Exercise directions: Copy, word for word, the lines of the entries below between the one with "road with a point." and the one with "Phrase: black combat boot", inclusive, and leave out everything else.

Task data:
=-=-=
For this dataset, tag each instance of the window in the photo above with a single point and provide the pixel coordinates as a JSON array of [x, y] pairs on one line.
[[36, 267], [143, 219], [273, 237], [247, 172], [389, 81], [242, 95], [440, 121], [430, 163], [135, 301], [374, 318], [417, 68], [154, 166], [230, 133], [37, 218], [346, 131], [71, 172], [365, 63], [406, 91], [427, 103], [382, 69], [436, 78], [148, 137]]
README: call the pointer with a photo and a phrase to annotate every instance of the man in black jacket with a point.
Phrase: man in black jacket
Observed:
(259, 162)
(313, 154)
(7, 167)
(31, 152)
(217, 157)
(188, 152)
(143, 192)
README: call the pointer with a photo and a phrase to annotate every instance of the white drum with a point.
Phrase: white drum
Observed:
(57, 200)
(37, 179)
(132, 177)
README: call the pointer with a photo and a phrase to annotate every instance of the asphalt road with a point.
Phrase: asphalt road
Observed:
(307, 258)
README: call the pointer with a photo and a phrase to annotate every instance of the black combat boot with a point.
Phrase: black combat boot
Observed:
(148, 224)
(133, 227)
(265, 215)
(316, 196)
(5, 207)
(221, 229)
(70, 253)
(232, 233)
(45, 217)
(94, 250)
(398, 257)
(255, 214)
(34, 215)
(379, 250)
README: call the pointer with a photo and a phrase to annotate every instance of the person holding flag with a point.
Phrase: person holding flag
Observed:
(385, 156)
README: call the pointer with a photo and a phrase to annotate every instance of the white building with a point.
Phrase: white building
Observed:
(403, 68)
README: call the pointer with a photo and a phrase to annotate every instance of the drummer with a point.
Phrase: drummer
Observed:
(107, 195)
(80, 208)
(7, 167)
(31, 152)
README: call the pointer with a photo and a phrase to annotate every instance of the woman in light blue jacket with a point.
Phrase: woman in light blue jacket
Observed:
=-=-=
Answer space:
README: call the pointer with a photo and a phrase to annotate every instance of the asphalt road with a point.
Phrase: asphalt road
Observed:
(307, 258)
README: call the pointer with a photo and a phrase to annotate every instance of the black combat boot with a point.
Phrase: black combat boot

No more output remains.